Do this: Please change every "instance" in the lines below to "object", leaving everything else as it is.

[Dataset excerpt]
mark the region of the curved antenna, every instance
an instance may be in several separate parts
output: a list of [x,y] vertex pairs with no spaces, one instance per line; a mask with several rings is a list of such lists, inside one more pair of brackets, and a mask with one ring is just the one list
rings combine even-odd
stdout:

Response to the task:
mark the region of the curved antenna, every object
an object may be in several separate parts
output: a list of [x,y] vertex pairs with no spaces, one object per line; a mask with several rings is a list of such lists, inside one more pair of brackets, and a mask with one ring is just the one list
rings combine even-odd
stdout:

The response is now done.